__Provided text__
*****
The Sound of Things Falling opens in 2009 with the narrator, a young, disaffected law professor, Antonio Yammara, reading a magazine article in which he learns that a marauding hippopotamus that had escaped from drug kingpin Pablo Escobar’s private zoo had been shot and killed. Antonio then ruminates on a cautious friendship that he had formed with the middle-aged Ricardo Laverde. The two men had met in a Bogota billiards hall when Ricardo struck up a conversation about his concern for the animals starving in Escobar’s zoo. Antonio is present several months later when Ricardo listens to a black box recording of a doomed plane carrying his long-estranged wife from Miami to Cali, and is then gravely wounded while witnessing Ricardo being shot dead by masked men on motorcycles.
*****
__What to work on__
**A)** Answer these questions using the summary of The Sound of Things Falling:
(i) In what year does the novel open?
(ii) Where did Antonio and Ricardo first meet?
(iii) From which city to which city was the plane carrying Ricardo's wife flying?
**B)** Decide whether each statement agrees with the summary of The Sound of Things Falling, and support each yes or no with the deciding words quoted from it:
(i) Antonio Yammara works as a law professor.
(ii) The hippopotamus that escaped from the zoo was captured alive.
(iii) Ricardo is killed by masked men on motorcycles.

__Information provided__
*****
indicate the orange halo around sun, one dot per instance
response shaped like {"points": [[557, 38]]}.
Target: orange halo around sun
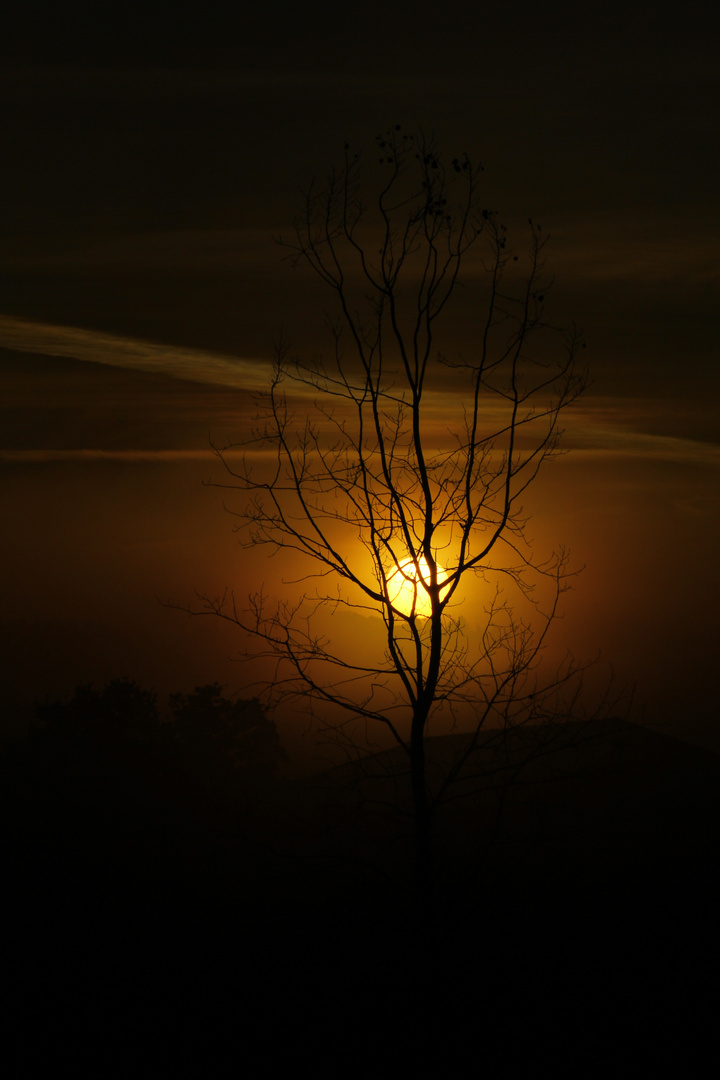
{"points": [[407, 594]]}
*****
__Expected answers__
**A)**
(i) 2009
(ii) In a Bogota billiards hall
(iii) From Miami to Cali

**B)**
(i) Yes: "a young, disaffected law professor, Antonio Yammara"
(ii) No: "had been shot and killed"
(iii) Yes: "Ricardo being shot dead by masked men on motorcycles"